BEGIN RECORDS SUPPLIED

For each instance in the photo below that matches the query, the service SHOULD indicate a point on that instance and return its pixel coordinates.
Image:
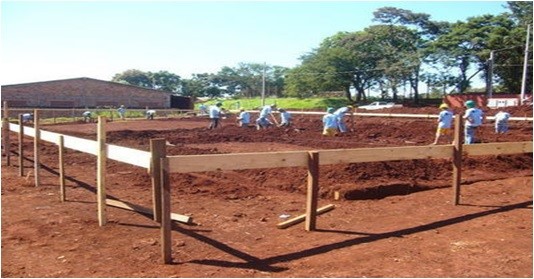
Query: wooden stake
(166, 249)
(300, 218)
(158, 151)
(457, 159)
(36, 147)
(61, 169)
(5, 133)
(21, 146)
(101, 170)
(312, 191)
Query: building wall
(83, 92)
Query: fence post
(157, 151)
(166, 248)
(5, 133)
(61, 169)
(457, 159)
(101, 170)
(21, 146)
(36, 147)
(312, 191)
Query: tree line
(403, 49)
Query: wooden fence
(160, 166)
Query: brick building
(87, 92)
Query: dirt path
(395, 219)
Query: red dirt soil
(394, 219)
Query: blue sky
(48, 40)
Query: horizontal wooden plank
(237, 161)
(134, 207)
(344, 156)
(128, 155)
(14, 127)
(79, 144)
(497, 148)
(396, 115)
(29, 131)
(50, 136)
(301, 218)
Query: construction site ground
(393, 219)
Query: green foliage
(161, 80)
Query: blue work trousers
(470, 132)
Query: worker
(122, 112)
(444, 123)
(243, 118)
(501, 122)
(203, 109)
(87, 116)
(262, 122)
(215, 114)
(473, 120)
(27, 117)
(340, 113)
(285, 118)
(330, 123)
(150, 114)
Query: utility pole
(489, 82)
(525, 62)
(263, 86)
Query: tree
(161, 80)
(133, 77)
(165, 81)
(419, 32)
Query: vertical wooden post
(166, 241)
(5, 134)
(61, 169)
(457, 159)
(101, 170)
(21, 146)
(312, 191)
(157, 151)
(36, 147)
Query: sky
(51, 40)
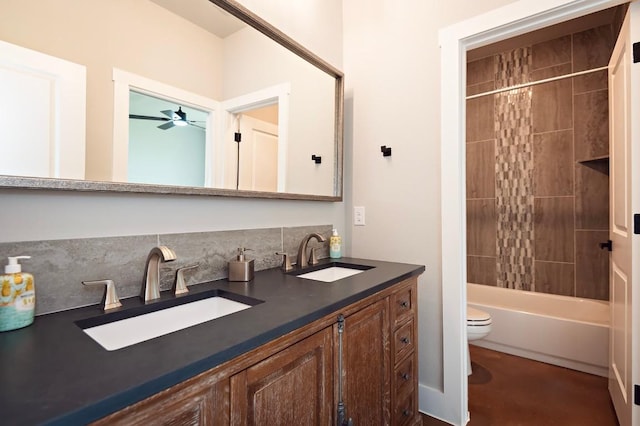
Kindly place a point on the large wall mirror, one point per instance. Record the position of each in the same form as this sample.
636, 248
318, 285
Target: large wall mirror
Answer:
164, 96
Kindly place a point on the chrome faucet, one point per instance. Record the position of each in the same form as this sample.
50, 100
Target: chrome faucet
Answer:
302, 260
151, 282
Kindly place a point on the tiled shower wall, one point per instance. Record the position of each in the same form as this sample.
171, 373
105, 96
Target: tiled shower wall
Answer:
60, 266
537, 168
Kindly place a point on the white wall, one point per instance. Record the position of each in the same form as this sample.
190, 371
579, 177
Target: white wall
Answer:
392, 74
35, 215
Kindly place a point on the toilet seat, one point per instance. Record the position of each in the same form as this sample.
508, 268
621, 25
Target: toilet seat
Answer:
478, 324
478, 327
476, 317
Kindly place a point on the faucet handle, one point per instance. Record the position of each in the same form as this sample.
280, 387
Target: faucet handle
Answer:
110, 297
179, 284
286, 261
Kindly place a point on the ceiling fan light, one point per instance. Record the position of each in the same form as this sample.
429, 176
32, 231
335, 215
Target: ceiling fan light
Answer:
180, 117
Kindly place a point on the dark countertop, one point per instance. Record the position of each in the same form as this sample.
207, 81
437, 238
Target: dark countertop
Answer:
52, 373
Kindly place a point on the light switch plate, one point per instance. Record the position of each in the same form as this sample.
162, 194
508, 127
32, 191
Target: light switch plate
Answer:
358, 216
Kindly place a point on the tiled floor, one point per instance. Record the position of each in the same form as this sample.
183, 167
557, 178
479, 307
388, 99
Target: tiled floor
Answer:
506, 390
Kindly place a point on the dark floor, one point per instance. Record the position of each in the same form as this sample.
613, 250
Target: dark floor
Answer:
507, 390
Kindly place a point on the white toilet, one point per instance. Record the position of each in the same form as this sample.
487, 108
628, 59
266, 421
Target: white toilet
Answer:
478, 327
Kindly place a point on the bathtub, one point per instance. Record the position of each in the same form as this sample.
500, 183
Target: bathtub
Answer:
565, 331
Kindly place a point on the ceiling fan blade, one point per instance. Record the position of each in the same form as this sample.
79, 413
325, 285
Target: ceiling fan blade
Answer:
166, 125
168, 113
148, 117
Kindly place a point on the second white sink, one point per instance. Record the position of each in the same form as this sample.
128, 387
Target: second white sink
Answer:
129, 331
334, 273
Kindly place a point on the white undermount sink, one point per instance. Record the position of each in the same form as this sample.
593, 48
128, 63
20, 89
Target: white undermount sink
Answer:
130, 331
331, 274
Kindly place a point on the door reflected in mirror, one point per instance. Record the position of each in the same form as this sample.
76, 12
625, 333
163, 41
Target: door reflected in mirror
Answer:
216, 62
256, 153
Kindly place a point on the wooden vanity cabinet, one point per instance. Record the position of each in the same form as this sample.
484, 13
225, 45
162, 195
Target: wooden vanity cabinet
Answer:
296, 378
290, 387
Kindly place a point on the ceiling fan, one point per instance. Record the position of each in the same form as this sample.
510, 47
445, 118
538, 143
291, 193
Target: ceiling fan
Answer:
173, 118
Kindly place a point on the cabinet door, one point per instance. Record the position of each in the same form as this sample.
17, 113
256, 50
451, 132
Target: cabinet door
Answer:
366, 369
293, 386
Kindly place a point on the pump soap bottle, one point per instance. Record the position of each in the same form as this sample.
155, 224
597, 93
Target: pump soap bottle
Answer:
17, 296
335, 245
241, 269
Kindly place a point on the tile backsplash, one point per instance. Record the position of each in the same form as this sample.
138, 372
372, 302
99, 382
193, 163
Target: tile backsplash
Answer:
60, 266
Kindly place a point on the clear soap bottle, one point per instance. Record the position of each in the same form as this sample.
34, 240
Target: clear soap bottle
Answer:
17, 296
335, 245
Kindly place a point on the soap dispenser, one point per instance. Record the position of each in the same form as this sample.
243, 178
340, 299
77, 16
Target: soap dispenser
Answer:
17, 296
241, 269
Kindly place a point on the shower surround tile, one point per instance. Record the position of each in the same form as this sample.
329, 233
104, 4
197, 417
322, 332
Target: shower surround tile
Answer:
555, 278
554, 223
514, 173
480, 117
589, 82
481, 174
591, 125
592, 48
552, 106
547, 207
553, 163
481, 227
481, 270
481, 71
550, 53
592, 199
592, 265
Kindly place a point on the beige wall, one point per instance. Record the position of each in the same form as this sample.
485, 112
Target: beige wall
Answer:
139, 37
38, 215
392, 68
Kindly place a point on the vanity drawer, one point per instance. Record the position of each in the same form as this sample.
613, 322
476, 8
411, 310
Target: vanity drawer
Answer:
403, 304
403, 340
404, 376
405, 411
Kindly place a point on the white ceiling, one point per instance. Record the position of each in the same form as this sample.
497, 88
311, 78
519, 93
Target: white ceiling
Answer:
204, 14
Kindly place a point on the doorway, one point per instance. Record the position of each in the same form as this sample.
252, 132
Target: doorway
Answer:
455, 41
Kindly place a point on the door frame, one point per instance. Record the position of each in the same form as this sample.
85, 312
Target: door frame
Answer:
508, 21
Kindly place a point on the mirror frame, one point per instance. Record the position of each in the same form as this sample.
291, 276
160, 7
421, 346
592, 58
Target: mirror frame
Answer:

END RECORDS SUPPLIED
BEGIN RECORDS SUPPLIED

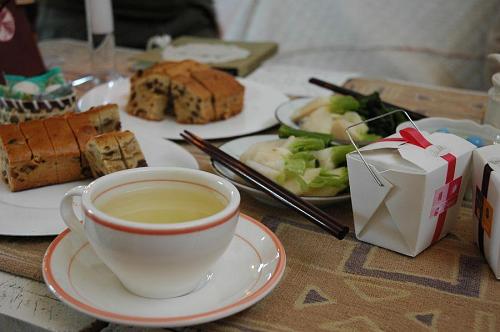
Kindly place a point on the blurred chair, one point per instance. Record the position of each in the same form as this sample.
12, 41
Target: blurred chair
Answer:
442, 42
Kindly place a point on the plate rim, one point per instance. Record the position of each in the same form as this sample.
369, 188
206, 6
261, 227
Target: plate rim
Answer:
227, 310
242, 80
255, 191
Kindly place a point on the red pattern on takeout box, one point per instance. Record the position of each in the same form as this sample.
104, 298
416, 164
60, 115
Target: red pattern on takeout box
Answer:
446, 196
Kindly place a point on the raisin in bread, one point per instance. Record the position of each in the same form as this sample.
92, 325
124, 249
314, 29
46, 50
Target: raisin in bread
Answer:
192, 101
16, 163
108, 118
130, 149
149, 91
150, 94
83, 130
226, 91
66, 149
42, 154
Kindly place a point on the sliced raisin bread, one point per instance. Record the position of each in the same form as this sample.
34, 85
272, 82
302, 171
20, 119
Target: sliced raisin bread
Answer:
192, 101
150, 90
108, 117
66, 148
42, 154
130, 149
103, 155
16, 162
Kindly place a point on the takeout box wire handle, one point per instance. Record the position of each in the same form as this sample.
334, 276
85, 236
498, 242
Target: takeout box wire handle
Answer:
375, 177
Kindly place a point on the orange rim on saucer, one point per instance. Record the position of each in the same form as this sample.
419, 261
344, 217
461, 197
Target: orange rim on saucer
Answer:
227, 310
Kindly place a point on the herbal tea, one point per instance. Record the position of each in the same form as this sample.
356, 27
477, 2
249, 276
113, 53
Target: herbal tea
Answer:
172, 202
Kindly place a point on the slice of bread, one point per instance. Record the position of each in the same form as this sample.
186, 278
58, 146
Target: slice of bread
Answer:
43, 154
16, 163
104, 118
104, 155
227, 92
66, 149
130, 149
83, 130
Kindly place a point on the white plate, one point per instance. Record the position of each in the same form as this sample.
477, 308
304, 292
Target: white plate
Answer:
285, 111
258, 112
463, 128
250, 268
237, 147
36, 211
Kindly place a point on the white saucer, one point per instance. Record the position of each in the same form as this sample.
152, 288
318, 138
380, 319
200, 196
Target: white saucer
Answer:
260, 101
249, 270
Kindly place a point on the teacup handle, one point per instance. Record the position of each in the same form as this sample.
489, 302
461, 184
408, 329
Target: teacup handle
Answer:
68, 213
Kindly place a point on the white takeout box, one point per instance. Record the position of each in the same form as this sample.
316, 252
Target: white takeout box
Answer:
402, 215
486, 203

END RECORDS SUPPLIED

**WHAT THE TASK ASKS**
Say how many lines in the records hold the word "sink", giving the number by itself.

**ANSWER BELOW**
4